PROVIDED PASSAGE:
* Start *
55 There have been two recent developments which have rendered the court more ready to entertain a submission that pursuit of a libel action is an abuse of process. The first is the introduction of the new Civil Procedure Rules. Pursuit of the overriding objective requires an approach by the court to litigation that is both more flexible and more proactive. The second is the coming into effect of the Human Rights Act 1998. Section 6 requires the court, as a public authority, to administer the law in a manner which is compatible with Convention rights, in so far as it is possible to do so. Keeping a proper balance between the article 10 right of freedom of expression and the protection of individual reputation must, so it seems to us, require the court to bring to a stop as an abuse of process defamation proceedings that are not serving the legitimate purpose of protecting the claimant's reputation, which includes compensating the claimant only if that reputation has been unlawfully damaged.

56 We do not believe that Duke of Brunswick v Harmer 14 QB 185 could today have survived an application to strike out for abuse of process. The Duke himself procured the republication to his agent of an article published many years before for the sole purpose of bringing legal proceedings that would not be met by a plea of limitation. If his agent read the article he is unlikely to have thought the Duke much, if any, the worse for it and, to the extent that he did, the Duke brought this on his own head. He acquired a technical cause of action but we would today condemn the entire exercise as an abuse of process....

66.

... It is … not legitimate for the claimant to seek to justify the pursuit of these proceedings by praying in aid the effect that they may have in vindicating him in relation to the wider publication....

69 If the claimant succeeds in this action and is awarded a small amount of damages, it can perhaps be said that he will have achieved vindication for the damage done to his reputation in this country, but both the damage and the vindication will be minimal. The cost of the exercise will have been out of all proportion to what has been achieved. The game will not merely not have been worth the candle, it will not have been worth the wick.

70 If we were considering an application to set aside permission to serve these proceedings out of the jurisdiction we would allow that application on the basis that the five publications that had taken place in this jurisdiction did not, individually or collectively, amount to a real and substantial tort. Jurisdiction is no longer in issue, but, subject to the effect of the claim for an injunction that we have yet to consider, we consider for precisely the same reason that it would not be right to permit this action to proceed. It would be an abuse of process to continue to commit the resources of the English court, including substantial judge and possibly jury time, to an action where so little is now seen to be at stake. Normally where a small claim is brought, it will be dealt with by a proportionate small claims procedure. Such a course is not available in an action for defamation where, although the claim is small, the issues are complex and subject to special procedure under the CPR”.

19.

As to proof of publication, it is established that in the case of a complaint concerning the internet, there is no presumption of law on which a claimant can rely. The claimant must prove publication. He may do this by inference, when such an inference is one that is open to a jury, properly directed. See Al Amoudi v Brisard [2007] 1 WLR 113. Juries are directed that they must not speculate, and that a fact is proved if they find that it is more likely than not that it occurred.

THE AGM SLANDER CLAIM

20.

The AGM was not open to the public. Some 30 or so people attended, and they did so on the basis that they had a sufficient interest in, and knowledge of, the affairs of LonZim to be permitted to do so. That much is agreed. The Claimants rely on the knowledge of the publishees of LonZim and its management to support the inference that the publishees would have understood the slander complained of as referring to Mr Lenigas and Mr White.
* End *
RECORD LIST:
* Start *
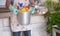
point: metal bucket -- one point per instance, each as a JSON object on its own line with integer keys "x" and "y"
{"x": 24, "y": 18}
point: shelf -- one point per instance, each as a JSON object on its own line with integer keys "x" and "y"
{"x": 2, "y": 10}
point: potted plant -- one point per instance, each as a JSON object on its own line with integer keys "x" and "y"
{"x": 53, "y": 14}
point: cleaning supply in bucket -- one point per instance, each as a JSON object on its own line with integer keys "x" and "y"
{"x": 13, "y": 9}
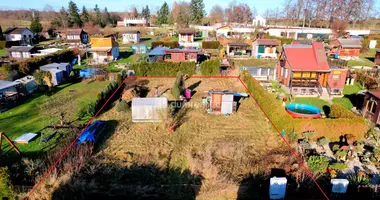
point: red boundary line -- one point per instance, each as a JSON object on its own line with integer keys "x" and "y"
{"x": 97, "y": 113}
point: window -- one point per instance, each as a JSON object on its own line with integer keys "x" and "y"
{"x": 168, "y": 56}
{"x": 336, "y": 76}
{"x": 371, "y": 106}
{"x": 25, "y": 54}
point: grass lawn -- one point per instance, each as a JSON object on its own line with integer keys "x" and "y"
{"x": 256, "y": 62}
{"x": 315, "y": 101}
{"x": 43, "y": 109}
{"x": 222, "y": 149}
{"x": 3, "y": 52}
{"x": 367, "y": 59}
{"x": 344, "y": 101}
{"x": 352, "y": 89}
{"x": 348, "y": 91}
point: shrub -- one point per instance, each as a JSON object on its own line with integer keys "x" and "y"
{"x": 323, "y": 141}
{"x": 178, "y": 86}
{"x": 210, "y": 67}
{"x": 335, "y": 147}
{"x": 210, "y": 44}
{"x": 292, "y": 137}
{"x": 6, "y": 187}
{"x": 318, "y": 163}
{"x": 122, "y": 106}
{"x": 91, "y": 109}
{"x": 339, "y": 166}
{"x": 2, "y": 44}
{"x": 308, "y": 135}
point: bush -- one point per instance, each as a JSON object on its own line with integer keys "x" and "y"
{"x": 6, "y": 187}
{"x": 178, "y": 86}
{"x": 173, "y": 44}
{"x": 323, "y": 141}
{"x": 330, "y": 128}
{"x": 318, "y": 163}
{"x": 210, "y": 44}
{"x": 210, "y": 67}
{"x": 122, "y": 106}
{"x": 2, "y": 44}
{"x": 338, "y": 111}
{"x": 339, "y": 166}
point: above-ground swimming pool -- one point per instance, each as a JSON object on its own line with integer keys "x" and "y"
{"x": 303, "y": 111}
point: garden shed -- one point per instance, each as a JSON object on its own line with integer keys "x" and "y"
{"x": 139, "y": 48}
{"x": 149, "y": 109}
{"x": 56, "y": 76}
{"x": 221, "y": 102}
{"x": 29, "y": 84}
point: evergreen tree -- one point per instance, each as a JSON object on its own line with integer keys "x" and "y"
{"x": 163, "y": 14}
{"x": 98, "y": 15}
{"x": 106, "y": 18}
{"x": 36, "y": 25}
{"x": 74, "y": 17}
{"x": 146, "y": 12}
{"x": 1, "y": 34}
{"x": 197, "y": 8}
{"x": 85, "y": 16}
{"x": 135, "y": 12}
{"x": 64, "y": 17}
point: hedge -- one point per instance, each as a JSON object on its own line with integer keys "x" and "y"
{"x": 210, "y": 44}
{"x": 173, "y": 44}
{"x": 163, "y": 68}
{"x": 210, "y": 67}
{"x": 28, "y": 66}
{"x": 330, "y": 128}
{"x": 2, "y": 44}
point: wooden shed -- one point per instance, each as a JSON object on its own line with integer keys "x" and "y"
{"x": 377, "y": 58}
{"x": 221, "y": 102}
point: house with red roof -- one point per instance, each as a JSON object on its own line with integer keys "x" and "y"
{"x": 181, "y": 55}
{"x": 265, "y": 48}
{"x": 371, "y": 106}
{"x": 304, "y": 70}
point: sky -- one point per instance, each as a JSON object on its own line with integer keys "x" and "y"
{"x": 124, "y": 5}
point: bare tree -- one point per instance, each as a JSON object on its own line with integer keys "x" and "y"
{"x": 217, "y": 14}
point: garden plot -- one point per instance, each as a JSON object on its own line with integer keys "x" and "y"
{"x": 223, "y": 149}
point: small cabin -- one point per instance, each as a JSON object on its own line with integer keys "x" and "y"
{"x": 377, "y": 58}
{"x": 221, "y": 102}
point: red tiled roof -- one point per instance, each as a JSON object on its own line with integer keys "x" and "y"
{"x": 272, "y": 42}
{"x": 307, "y": 57}
{"x": 375, "y": 93}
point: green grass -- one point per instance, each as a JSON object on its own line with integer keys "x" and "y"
{"x": 315, "y": 101}
{"x": 352, "y": 89}
{"x": 348, "y": 91}
{"x": 256, "y": 62}
{"x": 367, "y": 59}
{"x": 3, "y": 52}
{"x": 43, "y": 109}
{"x": 344, "y": 101}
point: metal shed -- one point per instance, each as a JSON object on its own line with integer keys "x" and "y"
{"x": 149, "y": 109}
{"x": 29, "y": 83}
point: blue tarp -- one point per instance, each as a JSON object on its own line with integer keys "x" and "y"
{"x": 91, "y": 132}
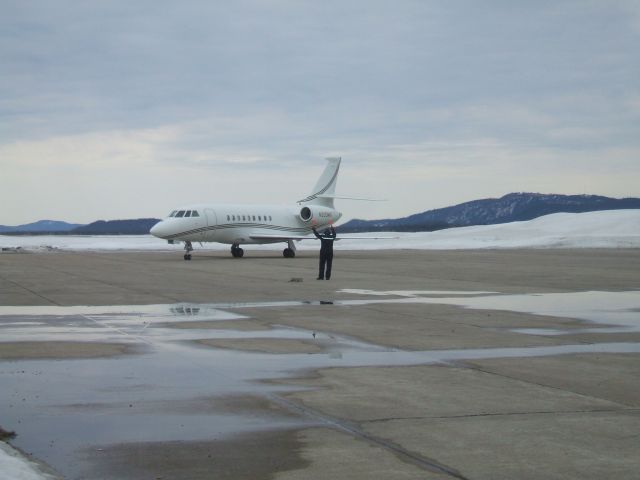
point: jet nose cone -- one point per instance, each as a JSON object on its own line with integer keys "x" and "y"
{"x": 157, "y": 230}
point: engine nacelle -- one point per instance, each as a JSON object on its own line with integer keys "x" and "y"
{"x": 319, "y": 215}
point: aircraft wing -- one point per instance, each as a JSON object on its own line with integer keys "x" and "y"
{"x": 284, "y": 238}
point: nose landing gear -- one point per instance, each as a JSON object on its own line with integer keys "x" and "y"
{"x": 237, "y": 251}
{"x": 290, "y": 251}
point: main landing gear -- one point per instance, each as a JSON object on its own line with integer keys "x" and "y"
{"x": 187, "y": 250}
{"x": 237, "y": 251}
{"x": 290, "y": 251}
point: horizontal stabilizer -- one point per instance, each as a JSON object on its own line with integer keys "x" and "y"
{"x": 354, "y": 198}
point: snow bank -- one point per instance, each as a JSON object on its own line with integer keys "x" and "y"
{"x": 15, "y": 467}
{"x": 606, "y": 229}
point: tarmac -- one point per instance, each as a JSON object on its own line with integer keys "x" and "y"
{"x": 406, "y": 364}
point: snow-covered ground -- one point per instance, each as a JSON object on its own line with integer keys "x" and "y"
{"x": 606, "y": 229}
{"x": 14, "y": 466}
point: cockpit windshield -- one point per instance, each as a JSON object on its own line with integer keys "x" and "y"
{"x": 184, "y": 213}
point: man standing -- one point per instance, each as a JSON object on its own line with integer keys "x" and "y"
{"x": 326, "y": 251}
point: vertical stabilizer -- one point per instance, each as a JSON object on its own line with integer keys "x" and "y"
{"x": 322, "y": 194}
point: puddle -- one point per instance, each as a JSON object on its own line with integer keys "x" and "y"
{"x": 61, "y": 407}
{"x": 620, "y": 311}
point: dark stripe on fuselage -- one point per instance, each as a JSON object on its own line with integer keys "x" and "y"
{"x": 227, "y": 226}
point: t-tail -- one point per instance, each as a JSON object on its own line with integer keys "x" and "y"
{"x": 324, "y": 191}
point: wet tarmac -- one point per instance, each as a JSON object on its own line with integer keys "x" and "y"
{"x": 173, "y": 386}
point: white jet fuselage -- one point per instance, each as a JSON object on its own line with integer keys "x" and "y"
{"x": 244, "y": 224}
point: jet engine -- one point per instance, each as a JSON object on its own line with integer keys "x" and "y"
{"x": 319, "y": 215}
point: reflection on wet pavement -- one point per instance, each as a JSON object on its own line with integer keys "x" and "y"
{"x": 60, "y": 407}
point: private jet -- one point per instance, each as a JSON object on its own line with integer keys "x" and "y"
{"x": 255, "y": 224}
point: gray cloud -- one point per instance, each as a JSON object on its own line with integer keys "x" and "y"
{"x": 446, "y": 90}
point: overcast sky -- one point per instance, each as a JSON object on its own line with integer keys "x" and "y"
{"x": 126, "y": 109}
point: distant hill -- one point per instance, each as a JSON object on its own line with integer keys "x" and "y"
{"x": 41, "y": 226}
{"x": 139, "y": 226}
{"x": 510, "y": 208}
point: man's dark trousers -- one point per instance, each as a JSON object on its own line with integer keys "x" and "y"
{"x": 326, "y": 258}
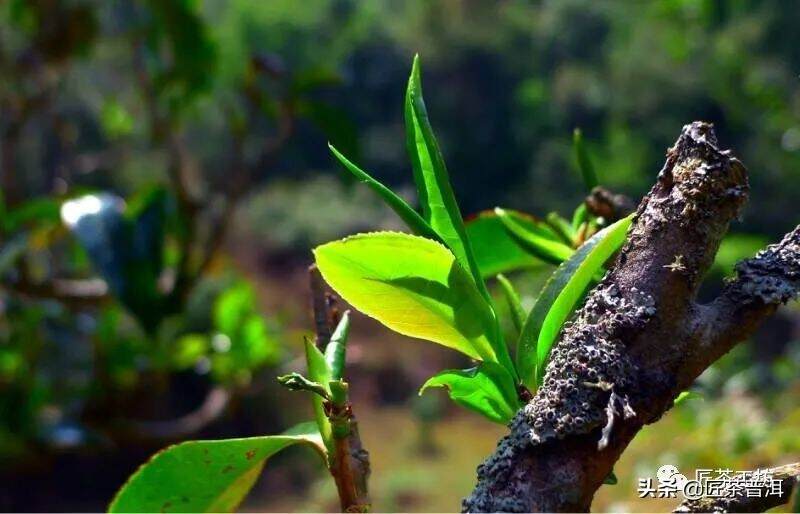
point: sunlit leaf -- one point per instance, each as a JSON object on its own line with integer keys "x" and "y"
{"x": 580, "y": 216}
{"x": 439, "y": 207}
{"x": 411, "y": 217}
{"x": 487, "y": 389}
{"x": 559, "y": 297}
{"x": 534, "y": 241}
{"x": 513, "y": 301}
{"x": 496, "y": 250}
{"x": 414, "y": 286}
{"x": 206, "y": 476}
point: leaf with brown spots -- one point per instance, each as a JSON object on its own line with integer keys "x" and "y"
{"x": 206, "y": 476}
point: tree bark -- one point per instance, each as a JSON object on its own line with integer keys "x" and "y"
{"x": 640, "y": 338}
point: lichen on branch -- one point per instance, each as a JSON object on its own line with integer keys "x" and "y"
{"x": 640, "y": 337}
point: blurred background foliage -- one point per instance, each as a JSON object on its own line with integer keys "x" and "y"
{"x": 194, "y": 135}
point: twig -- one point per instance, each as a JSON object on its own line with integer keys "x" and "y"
{"x": 213, "y": 407}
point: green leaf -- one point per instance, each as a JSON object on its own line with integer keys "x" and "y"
{"x": 588, "y": 173}
{"x": 562, "y": 227}
{"x": 412, "y": 285}
{"x": 319, "y": 372}
{"x": 439, "y": 207}
{"x": 487, "y": 389}
{"x": 297, "y": 382}
{"x": 335, "y": 352}
{"x": 559, "y": 297}
{"x": 206, "y": 476}
{"x": 538, "y": 243}
{"x": 514, "y": 303}
{"x": 687, "y": 395}
{"x": 125, "y": 248}
{"x": 38, "y": 211}
{"x": 496, "y": 250}
{"x": 411, "y": 217}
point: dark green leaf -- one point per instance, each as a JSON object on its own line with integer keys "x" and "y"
{"x": 411, "y": 217}
{"x": 585, "y": 166}
{"x": 536, "y": 242}
{"x": 496, "y": 250}
{"x": 335, "y": 352}
{"x": 513, "y": 301}
{"x": 297, "y": 382}
{"x": 487, "y": 389}
{"x": 206, "y": 476}
{"x": 559, "y": 297}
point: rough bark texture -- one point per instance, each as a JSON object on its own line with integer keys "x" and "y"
{"x": 640, "y": 338}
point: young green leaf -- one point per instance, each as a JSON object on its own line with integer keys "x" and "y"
{"x": 319, "y": 372}
{"x": 588, "y": 173}
{"x": 543, "y": 247}
{"x": 411, "y": 217}
{"x": 412, "y": 285}
{"x": 206, "y": 476}
{"x": 579, "y": 216}
{"x": 439, "y": 207}
{"x": 559, "y": 297}
{"x": 487, "y": 389}
{"x": 514, "y": 303}
{"x": 496, "y": 250}
{"x": 687, "y": 395}
{"x": 336, "y": 350}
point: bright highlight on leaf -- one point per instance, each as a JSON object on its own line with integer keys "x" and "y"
{"x": 439, "y": 207}
{"x": 412, "y": 285}
{"x": 487, "y": 389}
{"x": 543, "y": 244}
{"x": 559, "y": 297}
{"x": 513, "y": 301}
{"x": 496, "y": 250}
{"x": 585, "y": 166}
{"x": 412, "y": 219}
{"x": 206, "y": 476}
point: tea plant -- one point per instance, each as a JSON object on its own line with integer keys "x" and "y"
{"x": 430, "y": 285}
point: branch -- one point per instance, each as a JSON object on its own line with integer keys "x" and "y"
{"x": 735, "y": 499}
{"x": 349, "y": 465}
{"x": 640, "y": 333}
* End *
GIVEN PROBLEM 1:
Transcribe everything in the defamation judgment excerpt from "THE AGM SLANDER" down to "and Mr White.".
GIVEN PROBLEM 2:
Write the next part of the defamation judgment excerpt, picking up after its last sentence.

TASK OUTPUT 1:
THE AGM SLANDER CLAIM

20.

The AGM was not open to the public. Some 30 or so people attended, and they did so on the basis that they had a sufficient interest in, and knowledge of, the affairs of LonZim to be permitted to do so. That much is agreed. The Claimants rely on the knowledge of the publishees of LonZim and its management to support the inference that the publishees would have understood the slander complained of as referring to Mr Lenigas and Mr White.

TASK OUTPUT 2:
21.

In the Particulars of Claim the Claimants plead publication of the alleged slander as follows:

“During a break in the AGM a conversation took place between the Defendant and a number of people, including a number of LonZim shareholders and representatives from LonZim’s brokers and LonZim’s public relations company. During the conversation, the Defendant spoke and published in the presence of all persons present [the words complained of] … ”

22.

In Further Information supplied on 24 June 2009 the Claimants add:

“It is not possible for the Claimants to definitively list all of the persons who were present in the room when each of the allegations was made. However, the Claimants can confirm that there were between five and seven individuals present at the time that some or all of the allegations complained of were made and these included: James Etherington of Renaissance Capital Limited, Charles Vivien of Pelham PR and Simon Jacobs of GH International Trading Services Limited”.

23.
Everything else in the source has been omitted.